Stated exercise
Please identify every line of the records that contains the word "sign" and copy each one. Case counts.

Information provided

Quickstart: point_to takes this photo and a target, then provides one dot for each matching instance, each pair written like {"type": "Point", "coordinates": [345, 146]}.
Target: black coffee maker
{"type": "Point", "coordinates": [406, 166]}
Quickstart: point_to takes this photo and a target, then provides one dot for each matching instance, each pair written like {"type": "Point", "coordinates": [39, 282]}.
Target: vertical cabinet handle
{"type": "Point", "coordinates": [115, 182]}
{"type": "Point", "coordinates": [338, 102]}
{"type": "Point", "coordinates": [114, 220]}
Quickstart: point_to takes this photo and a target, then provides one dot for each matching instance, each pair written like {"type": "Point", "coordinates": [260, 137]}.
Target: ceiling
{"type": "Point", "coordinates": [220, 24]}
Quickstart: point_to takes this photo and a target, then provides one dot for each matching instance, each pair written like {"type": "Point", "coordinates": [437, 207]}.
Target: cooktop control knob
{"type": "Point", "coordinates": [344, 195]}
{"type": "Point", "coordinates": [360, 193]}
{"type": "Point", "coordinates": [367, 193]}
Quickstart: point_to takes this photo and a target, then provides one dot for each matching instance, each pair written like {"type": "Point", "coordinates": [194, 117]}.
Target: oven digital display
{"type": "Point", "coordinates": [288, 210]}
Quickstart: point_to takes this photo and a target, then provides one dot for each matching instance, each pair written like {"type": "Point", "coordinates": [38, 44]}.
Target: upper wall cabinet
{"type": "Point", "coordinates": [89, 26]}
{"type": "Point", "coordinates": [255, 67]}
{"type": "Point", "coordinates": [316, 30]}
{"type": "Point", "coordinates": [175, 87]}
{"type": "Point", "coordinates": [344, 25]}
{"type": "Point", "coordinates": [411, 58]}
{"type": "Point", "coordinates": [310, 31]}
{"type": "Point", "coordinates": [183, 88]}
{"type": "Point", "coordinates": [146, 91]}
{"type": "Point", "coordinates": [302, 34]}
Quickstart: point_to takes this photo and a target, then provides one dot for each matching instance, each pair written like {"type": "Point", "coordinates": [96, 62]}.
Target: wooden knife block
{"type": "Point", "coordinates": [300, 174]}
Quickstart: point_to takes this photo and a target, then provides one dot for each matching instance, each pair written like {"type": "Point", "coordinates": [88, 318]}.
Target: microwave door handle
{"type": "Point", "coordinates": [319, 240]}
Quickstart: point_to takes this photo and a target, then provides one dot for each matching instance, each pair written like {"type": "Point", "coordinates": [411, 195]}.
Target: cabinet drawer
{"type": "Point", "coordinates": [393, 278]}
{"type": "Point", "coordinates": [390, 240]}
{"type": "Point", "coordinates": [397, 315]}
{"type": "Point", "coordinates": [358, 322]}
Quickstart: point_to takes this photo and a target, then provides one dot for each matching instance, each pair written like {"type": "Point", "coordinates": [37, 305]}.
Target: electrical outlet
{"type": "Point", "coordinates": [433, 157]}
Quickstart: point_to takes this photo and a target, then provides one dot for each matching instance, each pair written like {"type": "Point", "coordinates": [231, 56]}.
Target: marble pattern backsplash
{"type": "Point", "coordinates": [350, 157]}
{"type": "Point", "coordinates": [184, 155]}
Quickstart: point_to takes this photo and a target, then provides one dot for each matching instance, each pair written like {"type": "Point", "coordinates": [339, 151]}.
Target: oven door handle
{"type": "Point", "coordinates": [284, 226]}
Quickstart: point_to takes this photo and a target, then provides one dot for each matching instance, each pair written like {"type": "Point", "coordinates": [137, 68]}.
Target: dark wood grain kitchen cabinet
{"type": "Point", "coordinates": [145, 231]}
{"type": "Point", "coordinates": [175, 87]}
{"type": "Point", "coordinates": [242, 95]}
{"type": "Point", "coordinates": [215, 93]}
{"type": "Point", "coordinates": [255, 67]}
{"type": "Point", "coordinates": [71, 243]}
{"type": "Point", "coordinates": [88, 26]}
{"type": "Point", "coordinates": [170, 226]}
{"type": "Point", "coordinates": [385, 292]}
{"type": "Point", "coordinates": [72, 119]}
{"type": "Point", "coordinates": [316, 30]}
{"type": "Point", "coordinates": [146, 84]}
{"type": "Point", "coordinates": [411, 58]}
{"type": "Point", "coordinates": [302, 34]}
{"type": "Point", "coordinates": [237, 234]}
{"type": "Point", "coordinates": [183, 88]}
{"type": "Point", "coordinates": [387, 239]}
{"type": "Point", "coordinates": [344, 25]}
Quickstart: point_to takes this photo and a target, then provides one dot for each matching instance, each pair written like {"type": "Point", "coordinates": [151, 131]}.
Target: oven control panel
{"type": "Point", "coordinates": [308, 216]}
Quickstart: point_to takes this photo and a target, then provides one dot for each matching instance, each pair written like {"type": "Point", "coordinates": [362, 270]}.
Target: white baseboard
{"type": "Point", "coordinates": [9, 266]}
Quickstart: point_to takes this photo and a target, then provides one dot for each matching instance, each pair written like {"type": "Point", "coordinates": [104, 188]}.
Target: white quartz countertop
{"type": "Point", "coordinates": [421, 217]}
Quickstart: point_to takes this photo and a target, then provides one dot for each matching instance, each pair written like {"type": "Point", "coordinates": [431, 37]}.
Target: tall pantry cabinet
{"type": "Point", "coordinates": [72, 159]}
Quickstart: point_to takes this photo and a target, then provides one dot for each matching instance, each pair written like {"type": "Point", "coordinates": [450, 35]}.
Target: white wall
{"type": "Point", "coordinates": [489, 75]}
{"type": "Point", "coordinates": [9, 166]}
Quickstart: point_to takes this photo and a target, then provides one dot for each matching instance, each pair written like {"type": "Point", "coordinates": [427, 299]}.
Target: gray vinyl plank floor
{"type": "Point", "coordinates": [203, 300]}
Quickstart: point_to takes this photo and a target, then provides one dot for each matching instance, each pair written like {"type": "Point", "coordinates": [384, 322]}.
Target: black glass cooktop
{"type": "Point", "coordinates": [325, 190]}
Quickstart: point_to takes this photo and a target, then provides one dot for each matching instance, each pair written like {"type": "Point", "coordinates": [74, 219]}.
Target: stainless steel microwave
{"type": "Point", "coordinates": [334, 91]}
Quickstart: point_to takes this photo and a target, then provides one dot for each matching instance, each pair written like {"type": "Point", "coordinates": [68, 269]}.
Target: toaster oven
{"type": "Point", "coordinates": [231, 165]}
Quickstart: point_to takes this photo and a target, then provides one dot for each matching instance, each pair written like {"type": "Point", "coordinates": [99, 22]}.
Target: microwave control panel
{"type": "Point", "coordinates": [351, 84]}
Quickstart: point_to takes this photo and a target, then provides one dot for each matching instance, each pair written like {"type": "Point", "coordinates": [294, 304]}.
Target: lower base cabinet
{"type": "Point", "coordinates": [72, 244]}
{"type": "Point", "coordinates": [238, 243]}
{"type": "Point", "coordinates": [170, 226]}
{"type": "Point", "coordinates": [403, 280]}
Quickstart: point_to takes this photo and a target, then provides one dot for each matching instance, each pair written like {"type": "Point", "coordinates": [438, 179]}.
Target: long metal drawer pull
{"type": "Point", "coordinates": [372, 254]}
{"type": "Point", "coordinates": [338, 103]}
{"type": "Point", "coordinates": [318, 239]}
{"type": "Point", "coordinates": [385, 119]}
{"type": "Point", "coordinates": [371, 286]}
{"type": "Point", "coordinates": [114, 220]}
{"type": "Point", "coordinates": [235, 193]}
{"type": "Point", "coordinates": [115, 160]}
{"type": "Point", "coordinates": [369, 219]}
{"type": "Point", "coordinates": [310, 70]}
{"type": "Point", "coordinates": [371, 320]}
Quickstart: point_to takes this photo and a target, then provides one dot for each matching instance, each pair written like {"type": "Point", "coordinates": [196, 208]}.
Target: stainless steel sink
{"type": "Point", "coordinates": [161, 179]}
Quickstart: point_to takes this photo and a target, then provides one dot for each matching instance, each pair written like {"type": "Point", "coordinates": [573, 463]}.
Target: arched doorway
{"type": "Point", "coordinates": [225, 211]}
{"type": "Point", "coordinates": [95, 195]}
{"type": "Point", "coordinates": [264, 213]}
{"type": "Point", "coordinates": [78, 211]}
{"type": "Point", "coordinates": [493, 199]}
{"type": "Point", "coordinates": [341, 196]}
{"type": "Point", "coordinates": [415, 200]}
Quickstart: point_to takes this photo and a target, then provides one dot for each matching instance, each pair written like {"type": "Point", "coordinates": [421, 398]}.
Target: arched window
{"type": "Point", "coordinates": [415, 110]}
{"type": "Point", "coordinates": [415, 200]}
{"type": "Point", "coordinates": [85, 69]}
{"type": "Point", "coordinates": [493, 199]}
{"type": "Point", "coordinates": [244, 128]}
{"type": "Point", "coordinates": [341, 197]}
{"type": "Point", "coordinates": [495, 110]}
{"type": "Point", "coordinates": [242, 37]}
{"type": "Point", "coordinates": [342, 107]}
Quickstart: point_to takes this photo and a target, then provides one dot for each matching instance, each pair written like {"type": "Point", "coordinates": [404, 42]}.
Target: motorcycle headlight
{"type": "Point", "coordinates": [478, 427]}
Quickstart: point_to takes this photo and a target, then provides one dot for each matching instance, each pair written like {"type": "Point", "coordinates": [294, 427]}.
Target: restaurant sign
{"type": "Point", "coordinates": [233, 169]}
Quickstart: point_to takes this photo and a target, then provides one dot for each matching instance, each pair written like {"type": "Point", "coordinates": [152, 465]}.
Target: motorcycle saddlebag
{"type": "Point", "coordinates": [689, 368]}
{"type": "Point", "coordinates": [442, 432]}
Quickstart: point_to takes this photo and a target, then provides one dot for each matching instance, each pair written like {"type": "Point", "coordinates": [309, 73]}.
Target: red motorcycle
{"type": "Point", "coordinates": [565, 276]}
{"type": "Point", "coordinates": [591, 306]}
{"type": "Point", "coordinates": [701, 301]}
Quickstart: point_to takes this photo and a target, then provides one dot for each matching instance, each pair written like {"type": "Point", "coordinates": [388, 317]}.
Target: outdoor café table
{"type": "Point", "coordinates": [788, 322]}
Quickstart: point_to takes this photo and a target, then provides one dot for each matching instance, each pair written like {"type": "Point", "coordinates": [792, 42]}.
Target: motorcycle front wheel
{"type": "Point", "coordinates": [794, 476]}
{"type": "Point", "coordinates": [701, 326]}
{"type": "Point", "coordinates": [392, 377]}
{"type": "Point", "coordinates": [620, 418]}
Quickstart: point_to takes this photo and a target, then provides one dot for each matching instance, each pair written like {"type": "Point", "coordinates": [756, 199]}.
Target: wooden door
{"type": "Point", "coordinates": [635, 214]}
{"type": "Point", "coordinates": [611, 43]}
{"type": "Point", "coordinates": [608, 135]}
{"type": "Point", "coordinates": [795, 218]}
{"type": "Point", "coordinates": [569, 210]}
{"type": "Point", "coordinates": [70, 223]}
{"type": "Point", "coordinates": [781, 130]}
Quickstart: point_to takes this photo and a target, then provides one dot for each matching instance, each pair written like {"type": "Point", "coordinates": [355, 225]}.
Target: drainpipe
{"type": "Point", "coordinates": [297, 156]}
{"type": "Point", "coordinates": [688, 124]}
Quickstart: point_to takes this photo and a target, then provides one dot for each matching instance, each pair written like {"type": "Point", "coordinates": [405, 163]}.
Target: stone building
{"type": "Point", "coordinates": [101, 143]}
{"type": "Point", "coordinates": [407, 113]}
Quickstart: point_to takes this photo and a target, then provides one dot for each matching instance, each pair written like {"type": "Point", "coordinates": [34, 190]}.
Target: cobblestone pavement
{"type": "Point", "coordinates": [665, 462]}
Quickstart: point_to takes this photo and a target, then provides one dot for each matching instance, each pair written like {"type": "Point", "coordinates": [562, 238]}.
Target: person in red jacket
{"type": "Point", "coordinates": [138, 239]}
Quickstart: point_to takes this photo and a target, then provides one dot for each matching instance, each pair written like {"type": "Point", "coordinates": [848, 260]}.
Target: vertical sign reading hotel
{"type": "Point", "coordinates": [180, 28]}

Reply to the task
Target: restaurant sign
Target: vertical sign reading hotel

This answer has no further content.